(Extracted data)
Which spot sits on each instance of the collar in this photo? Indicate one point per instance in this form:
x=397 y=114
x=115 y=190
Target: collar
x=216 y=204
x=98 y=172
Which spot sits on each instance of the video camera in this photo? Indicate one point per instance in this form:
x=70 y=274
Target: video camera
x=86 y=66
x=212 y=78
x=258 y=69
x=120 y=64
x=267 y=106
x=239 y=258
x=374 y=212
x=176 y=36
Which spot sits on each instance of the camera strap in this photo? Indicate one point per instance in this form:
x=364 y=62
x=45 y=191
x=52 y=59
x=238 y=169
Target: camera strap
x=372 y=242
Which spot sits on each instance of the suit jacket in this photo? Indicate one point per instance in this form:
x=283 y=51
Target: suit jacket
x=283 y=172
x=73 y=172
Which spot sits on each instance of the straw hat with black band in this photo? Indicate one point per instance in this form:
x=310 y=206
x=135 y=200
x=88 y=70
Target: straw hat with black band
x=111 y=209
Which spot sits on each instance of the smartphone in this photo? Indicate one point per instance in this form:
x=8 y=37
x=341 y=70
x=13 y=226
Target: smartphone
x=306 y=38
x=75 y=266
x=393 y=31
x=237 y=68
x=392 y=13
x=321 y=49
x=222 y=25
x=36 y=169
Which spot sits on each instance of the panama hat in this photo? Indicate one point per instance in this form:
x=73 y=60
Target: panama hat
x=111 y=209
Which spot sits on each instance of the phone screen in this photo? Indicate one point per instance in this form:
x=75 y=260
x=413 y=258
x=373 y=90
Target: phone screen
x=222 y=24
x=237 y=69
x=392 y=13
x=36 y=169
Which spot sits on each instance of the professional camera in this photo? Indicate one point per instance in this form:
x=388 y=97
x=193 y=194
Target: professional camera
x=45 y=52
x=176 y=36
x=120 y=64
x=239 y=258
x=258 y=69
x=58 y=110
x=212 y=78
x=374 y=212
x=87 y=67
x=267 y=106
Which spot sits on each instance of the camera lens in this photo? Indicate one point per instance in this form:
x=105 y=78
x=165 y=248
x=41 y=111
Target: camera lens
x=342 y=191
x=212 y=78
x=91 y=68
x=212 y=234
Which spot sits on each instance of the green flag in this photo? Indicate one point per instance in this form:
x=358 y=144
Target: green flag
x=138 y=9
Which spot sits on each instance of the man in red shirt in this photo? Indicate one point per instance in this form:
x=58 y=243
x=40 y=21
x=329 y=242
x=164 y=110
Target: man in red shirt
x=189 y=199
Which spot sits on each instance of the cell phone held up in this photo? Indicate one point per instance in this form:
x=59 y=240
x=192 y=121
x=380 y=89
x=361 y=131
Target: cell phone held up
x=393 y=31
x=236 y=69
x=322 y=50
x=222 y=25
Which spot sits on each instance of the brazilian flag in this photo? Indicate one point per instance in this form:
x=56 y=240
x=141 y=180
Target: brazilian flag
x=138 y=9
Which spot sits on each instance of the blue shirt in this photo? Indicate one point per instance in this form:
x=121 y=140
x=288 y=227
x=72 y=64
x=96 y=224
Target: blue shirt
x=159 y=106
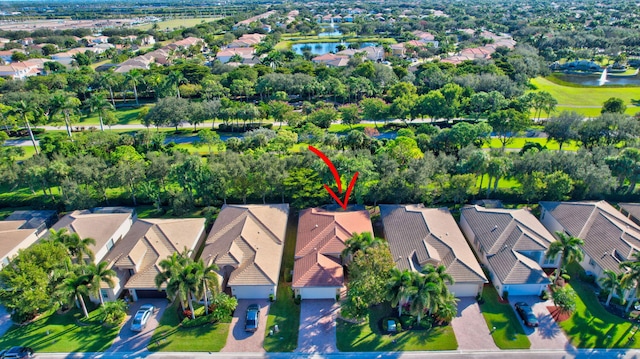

(EXERCISE BRIEF): Quote all of the data above word for word, leaving out the picture.

(ANSWER BELOW):
Which spot sits on each instance of the collar in this photo? Indicate one point per instance in this form:
x=397 y=114
x=115 y=190
Target: collar
x=216 y=204
x=98 y=172
Which spot sits on each instance of the video camera in this photo? Indicate one point per instance in this form:
x=70 y=274
Target: video camera
x=86 y=66
x=212 y=78
x=258 y=69
x=120 y=64
x=267 y=106
x=239 y=258
x=374 y=212
x=176 y=36
Which spot sits on each instance of the camera strap in this photo? Indicate one point per instance in this form:
x=364 y=62
x=45 y=191
x=52 y=59
x=238 y=169
Target: camera strap
x=372 y=242
Which spot sits on each instance of the suit jacket in this photo? Indicate one point per instance in this form:
x=283 y=51
Target: suit jacket
x=283 y=172
x=73 y=172
Which spot sits on each instance of the straw hat with black band in this photo? Indicate one point per instance in this form:
x=310 y=206
x=135 y=200
x=88 y=70
Target: straw hat with black band
x=111 y=209
Which spot sits on each instance of the smartphone in this photo? Indicate one point per instance in this form:
x=8 y=37
x=341 y=70
x=13 y=226
Target: smartphone
x=306 y=38
x=75 y=266
x=393 y=31
x=237 y=68
x=392 y=13
x=321 y=49
x=222 y=25
x=36 y=169
Which spot sits on each instance of the panama hat in this photo? Indicate one point per instance in this form:
x=73 y=60
Target: panama hat
x=111 y=209
Which spot sits on each instance of the phone screen in this photo? Indicate one point per instance in this form:
x=75 y=260
x=413 y=258
x=373 y=90
Target: phone screen
x=222 y=24
x=237 y=69
x=392 y=13
x=36 y=169
Which spot sits on each instance of the professional camera in this photo? Indicate one point per instance in this form:
x=388 y=97
x=193 y=194
Target: professional camera
x=45 y=52
x=176 y=36
x=120 y=64
x=239 y=258
x=258 y=69
x=58 y=110
x=212 y=78
x=374 y=212
x=87 y=67
x=267 y=106
Which spot sits on each instance of the camera lens in this photo? Indicate one point per instance in this form:
x=105 y=78
x=165 y=248
x=41 y=111
Target: camera lens
x=342 y=191
x=212 y=78
x=91 y=68
x=212 y=234
Which spot sits on each instance of the green flag in this photo? Indicate one point per instance in this form:
x=358 y=144
Target: green flag
x=138 y=9
Which spot sits on each instance of the man in red shirt in this photo? Indicate one point per instance in this form:
x=58 y=243
x=40 y=21
x=329 y=242
x=164 y=110
Target: man in red shirt
x=189 y=199
Which spot sits on each instance of the cell phone held up in this photo? Indicate one point per instance in this form:
x=59 y=240
x=192 y=121
x=380 y=89
x=361 y=131
Target: cell phone held up
x=393 y=31
x=236 y=69
x=322 y=50
x=222 y=25
Which spot sits on each instance of the brazilian flag in this photo? Indicate one point per instance in this form:
x=56 y=240
x=141 y=180
Target: brazilian flag
x=138 y=9
Which spot sits on each instance of the blue shirt in this photo? Indicate one point per instance in this form:
x=121 y=140
x=288 y=227
x=72 y=64
x=96 y=224
Target: blue shirt
x=159 y=106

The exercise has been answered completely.